Raw data:
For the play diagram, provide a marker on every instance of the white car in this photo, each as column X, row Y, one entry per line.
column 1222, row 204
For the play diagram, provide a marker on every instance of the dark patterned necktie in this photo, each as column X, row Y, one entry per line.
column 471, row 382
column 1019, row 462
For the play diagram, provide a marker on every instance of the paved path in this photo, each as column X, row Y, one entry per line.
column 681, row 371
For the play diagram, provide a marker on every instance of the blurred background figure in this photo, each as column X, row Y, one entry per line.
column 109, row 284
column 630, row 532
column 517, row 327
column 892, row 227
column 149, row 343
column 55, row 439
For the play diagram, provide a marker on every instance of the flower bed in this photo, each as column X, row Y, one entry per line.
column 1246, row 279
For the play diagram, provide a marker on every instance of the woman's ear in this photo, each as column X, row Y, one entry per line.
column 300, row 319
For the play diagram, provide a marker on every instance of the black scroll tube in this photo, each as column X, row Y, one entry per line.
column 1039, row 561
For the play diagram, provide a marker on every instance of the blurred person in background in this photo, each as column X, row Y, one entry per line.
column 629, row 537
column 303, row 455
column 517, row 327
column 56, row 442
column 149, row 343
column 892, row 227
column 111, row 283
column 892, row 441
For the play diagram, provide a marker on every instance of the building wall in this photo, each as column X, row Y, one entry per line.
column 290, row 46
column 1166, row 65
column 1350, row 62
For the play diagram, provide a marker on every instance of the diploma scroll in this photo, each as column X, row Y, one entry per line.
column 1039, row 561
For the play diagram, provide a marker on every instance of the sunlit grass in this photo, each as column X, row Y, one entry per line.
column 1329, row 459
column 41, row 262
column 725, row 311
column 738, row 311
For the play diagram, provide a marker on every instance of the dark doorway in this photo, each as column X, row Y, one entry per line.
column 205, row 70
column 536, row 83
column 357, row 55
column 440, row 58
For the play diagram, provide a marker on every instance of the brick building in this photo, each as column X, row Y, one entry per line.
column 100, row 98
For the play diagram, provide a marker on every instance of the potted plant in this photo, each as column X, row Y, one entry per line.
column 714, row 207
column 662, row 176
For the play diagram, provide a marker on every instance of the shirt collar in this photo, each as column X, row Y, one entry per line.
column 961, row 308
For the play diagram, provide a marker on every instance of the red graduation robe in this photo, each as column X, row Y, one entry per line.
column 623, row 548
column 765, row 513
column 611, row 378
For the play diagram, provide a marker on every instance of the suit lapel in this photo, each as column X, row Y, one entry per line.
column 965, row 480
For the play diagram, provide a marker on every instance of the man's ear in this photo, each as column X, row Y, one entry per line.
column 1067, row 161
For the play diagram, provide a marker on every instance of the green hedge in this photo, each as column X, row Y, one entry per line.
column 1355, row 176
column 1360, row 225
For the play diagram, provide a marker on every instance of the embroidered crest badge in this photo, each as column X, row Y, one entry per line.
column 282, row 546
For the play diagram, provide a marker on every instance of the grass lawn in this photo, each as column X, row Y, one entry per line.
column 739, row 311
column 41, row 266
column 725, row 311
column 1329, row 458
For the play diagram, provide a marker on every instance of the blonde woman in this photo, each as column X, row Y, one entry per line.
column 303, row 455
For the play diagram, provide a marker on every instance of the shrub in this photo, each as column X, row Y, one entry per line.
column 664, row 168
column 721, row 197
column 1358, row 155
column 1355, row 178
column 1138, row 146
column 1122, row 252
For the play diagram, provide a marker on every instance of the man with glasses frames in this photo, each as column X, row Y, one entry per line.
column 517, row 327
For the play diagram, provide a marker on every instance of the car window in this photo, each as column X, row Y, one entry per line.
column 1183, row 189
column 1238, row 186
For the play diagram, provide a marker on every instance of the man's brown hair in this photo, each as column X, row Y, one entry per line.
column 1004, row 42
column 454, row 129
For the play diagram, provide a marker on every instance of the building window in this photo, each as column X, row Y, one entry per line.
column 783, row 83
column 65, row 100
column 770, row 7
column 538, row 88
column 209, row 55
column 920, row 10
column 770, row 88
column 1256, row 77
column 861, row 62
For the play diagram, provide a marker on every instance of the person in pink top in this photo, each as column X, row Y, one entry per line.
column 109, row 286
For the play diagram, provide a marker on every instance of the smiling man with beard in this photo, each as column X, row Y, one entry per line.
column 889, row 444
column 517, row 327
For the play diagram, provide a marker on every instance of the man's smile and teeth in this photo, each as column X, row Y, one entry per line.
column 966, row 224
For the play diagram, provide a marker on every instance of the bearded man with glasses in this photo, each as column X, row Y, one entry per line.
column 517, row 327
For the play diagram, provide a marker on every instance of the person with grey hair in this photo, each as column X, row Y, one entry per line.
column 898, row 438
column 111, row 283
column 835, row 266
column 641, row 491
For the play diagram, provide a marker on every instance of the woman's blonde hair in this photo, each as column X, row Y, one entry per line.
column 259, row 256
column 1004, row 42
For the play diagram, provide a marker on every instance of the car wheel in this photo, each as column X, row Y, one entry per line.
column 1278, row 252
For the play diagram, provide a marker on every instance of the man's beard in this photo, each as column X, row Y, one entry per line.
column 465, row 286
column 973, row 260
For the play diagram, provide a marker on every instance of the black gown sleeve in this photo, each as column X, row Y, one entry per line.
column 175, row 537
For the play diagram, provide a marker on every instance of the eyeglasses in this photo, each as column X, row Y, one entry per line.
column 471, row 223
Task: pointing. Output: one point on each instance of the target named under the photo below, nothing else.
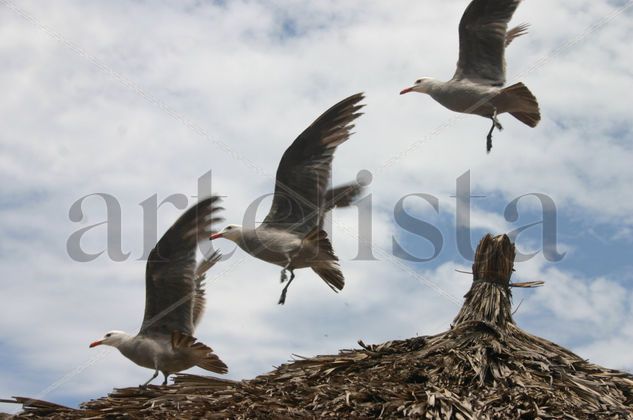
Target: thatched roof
(483, 367)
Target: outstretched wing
(482, 41)
(305, 168)
(170, 286)
(199, 300)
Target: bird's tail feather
(201, 354)
(526, 104)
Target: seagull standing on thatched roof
(477, 86)
(174, 301)
(292, 234)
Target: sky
(138, 101)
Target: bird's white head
(423, 85)
(231, 232)
(111, 338)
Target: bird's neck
(124, 340)
(433, 86)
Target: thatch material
(484, 367)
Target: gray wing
(482, 41)
(199, 300)
(305, 168)
(170, 287)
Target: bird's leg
(282, 298)
(150, 379)
(284, 276)
(495, 123)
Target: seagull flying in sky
(292, 234)
(477, 86)
(174, 300)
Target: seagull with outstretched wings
(478, 84)
(292, 234)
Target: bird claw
(282, 297)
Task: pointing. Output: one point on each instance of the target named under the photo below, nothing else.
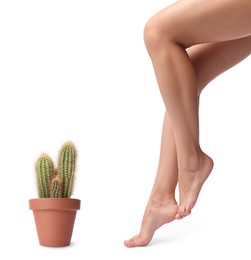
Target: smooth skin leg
(167, 37)
(209, 60)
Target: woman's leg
(167, 36)
(209, 61)
(162, 206)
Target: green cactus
(44, 172)
(57, 183)
(56, 187)
(66, 167)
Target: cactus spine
(66, 167)
(45, 171)
(57, 183)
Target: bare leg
(162, 207)
(209, 60)
(167, 38)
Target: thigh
(211, 59)
(191, 22)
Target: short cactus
(66, 167)
(56, 187)
(45, 171)
(57, 183)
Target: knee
(157, 34)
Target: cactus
(44, 171)
(57, 183)
(66, 167)
(56, 186)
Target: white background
(78, 70)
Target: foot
(190, 184)
(156, 215)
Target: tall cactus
(44, 172)
(66, 167)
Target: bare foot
(190, 184)
(155, 216)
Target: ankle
(192, 163)
(158, 200)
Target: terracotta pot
(54, 219)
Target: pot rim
(54, 203)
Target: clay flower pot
(54, 219)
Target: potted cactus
(55, 211)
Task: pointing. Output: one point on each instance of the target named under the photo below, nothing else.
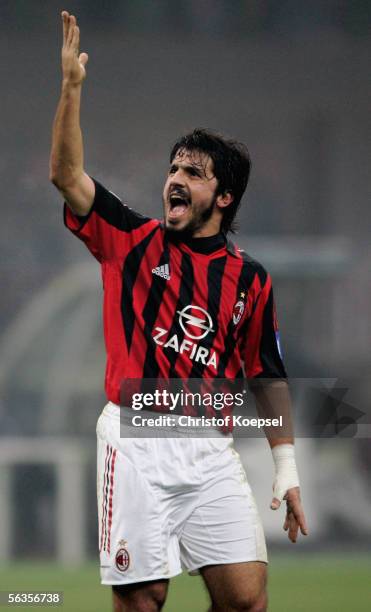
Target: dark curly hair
(232, 165)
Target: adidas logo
(163, 271)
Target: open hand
(295, 517)
(73, 64)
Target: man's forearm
(273, 401)
(66, 159)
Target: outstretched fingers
(71, 29)
(295, 517)
(65, 21)
(76, 38)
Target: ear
(224, 199)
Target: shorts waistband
(125, 415)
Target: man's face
(190, 195)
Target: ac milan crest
(122, 559)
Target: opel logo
(195, 317)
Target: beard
(198, 220)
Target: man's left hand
(295, 517)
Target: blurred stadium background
(289, 78)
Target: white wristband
(286, 472)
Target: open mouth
(179, 203)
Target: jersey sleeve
(110, 227)
(261, 351)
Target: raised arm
(272, 401)
(67, 156)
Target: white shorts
(168, 504)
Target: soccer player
(180, 301)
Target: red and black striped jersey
(196, 309)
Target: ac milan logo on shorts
(122, 559)
(238, 309)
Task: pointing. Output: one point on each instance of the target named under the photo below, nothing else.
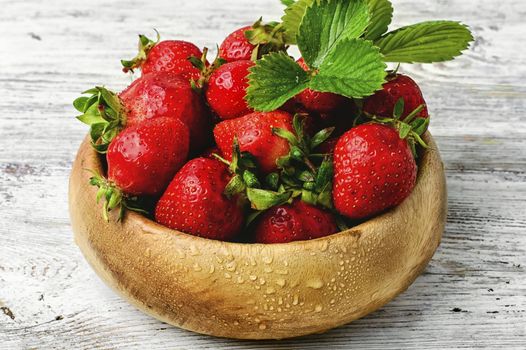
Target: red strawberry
(298, 221)
(227, 89)
(165, 95)
(252, 42)
(254, 134)
(321, 102)
(142, 159)
(374, 170)
(236, 46)
(171, 56)
(168, 56)
(209, 152)
(383, 102)
(194, 202)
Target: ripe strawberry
(254, 134)
(142, 159)
(164, 95)
(374, 170)
(194, 202)
(252, 42)
(209, 152)
(168, 56)
(298, 221)
(236, 46)
(227, 89)
(382, 103)
(321, 102)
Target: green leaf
(292, 19)
(328, 22)
(263, 199)
(381, 15)
(90, 119)
(420, 125)
(404, 131)
(287, 2)
(80, 103)
(425, 42)
(325, 174)
(274, 80)
(234, 186)
(320, 137)
(399, 108)
(285, 134)
(272, 181)
(357, 77)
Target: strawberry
(252, 42)
(152, 96)
(374, 170)
(168, 56)
(321, 102)
(227, 89)
(236, 46)
(254, 134)
(328, 146)
(298, 221)
(194, 202)
(141, 163)
(143, 158)
(165, 95)
(209, 152)
(382, 103)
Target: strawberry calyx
(113, 197)
(206, 69)
(145, 45)
(410, 128)
(307, 174)
(104, 113)
(267, 38)
(245, 183)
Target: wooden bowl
(257, 291)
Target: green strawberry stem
(410, 128)
(112, 196)
(267, 38)
(104, 113)
(145, 45)
(206, 70)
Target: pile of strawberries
(183, 146)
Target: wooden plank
(471, 296)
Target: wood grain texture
(260, 291)
(472, 294)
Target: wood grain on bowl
(254, 291)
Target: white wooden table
(473, 294)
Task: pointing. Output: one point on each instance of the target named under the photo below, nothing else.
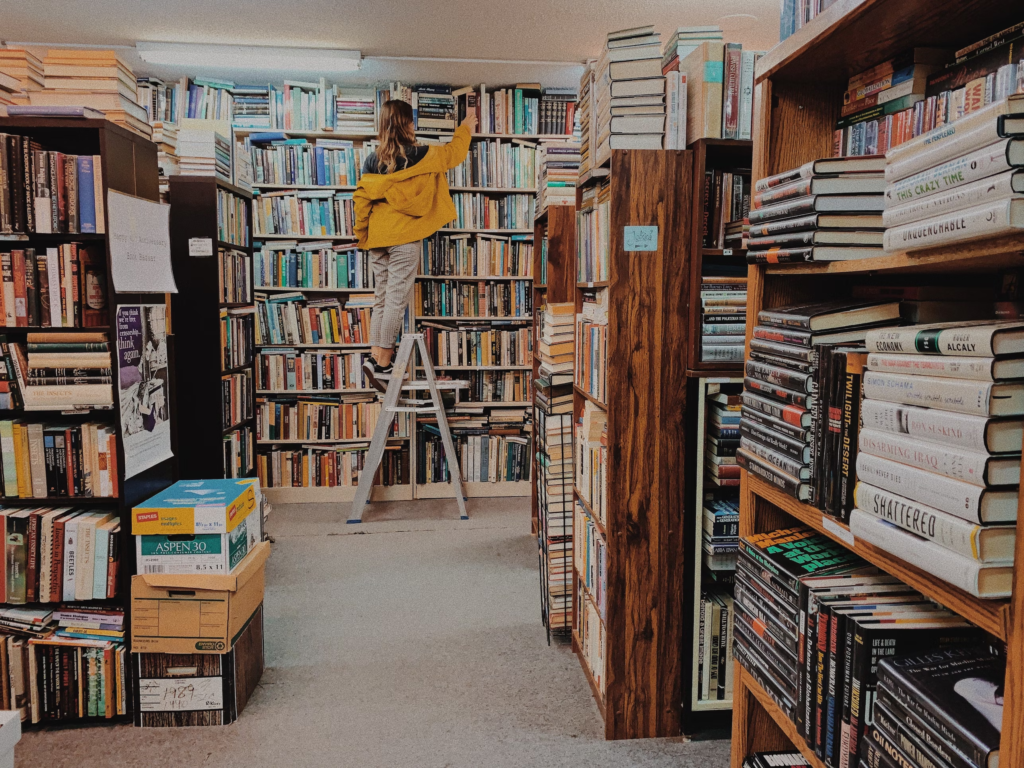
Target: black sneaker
(378, 376)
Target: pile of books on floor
(723, 318)
(783, 417)
(938, 466)
(950, 186)
(97, 79)
(559, 170)
(825, 210)
(630, 96)
(715, 668)
(812, 623)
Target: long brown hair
(396, 133)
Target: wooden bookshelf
(197, 309)
(798, 95)
(646, 487)
(128, 166)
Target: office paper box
(196, 507)
(186, 689)
(196, 613)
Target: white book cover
(950, 140)
(969, 466)
(969, 196)
(1003, 217)
(954, 497)
(950, 567)
(988, 161)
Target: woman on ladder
(402, 197)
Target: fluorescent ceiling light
(249, 56)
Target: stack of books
(825, 210)
(203, 151)
(630, 103)
(950, 186)
(559, 170)
(938, 466)
(27, 68)
(355, 110)
(98, 79)
(723, 318)
(940, 706)
(781, 414)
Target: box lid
(215, 583)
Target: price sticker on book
(639, 238)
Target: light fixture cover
(249, 56)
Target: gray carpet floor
(411, 641)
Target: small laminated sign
(639, 238)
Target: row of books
(316, 418)
(59, 287)
(723, 317)
(291, 318)
(293, 264)
(925, 88)
(813, 624)
(497, 163)
(304, 213)
(480, 345)
(477, 255)
(60, 553)
(317, 466)
(450, 298)
(49, 192)
(298, 370)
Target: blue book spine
(86, 196)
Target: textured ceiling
(505, 30)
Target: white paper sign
(139, 237)
(181, 694)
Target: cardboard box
(196, 507)
(199, 553)
(196, 613)
(186, 689)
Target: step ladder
(394, 403)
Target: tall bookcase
(128, 166)
(798, 94)
(642, 632)
(201, 249)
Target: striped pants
(394, 275)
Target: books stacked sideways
(97, 79)
(825, 210)
(938, 466)
(784, 421)
(56, 554)
(559, 169)
(950, 186)
(630, 97)
(939, 708)
(715, 668)
(45, 460)
(723, 318)
(813, 622)
(64, 372)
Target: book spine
(948, 394)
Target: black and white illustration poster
(142, 385)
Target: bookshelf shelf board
(587, 396)
(844, 39)
(292, 289)
(991, 615)
(741, 679)
(475, 278)
(982, 255)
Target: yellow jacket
(392, 209)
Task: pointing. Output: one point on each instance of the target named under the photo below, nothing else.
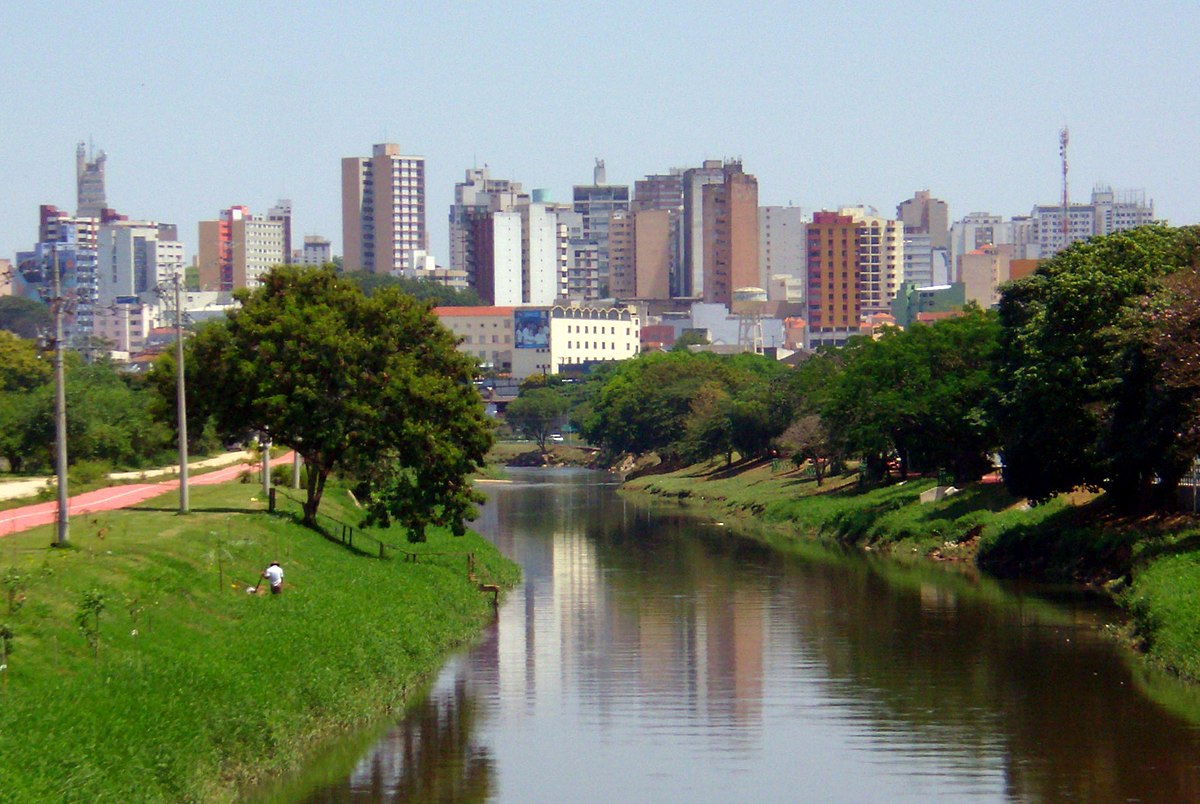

Exercise goal: Lift out the rows from the line containing "of the sunlit" through the line containing "column 440, row 58", copying each line without any change.

In response:
For the play diagram, provide a marker on every instance of the sunlit grass in this photo, each as column X, row Y, one entry per line.
column 1329, row 459
column 41, row 262
column 725, row 311
column 738, row 311
For the play diagram, provide a marker on every instance of the dark doorway in this photo, each as column X, row Y, one entry per line.
column 205, row 70
column 536, row 83
column 357, row 55
column 440, row 58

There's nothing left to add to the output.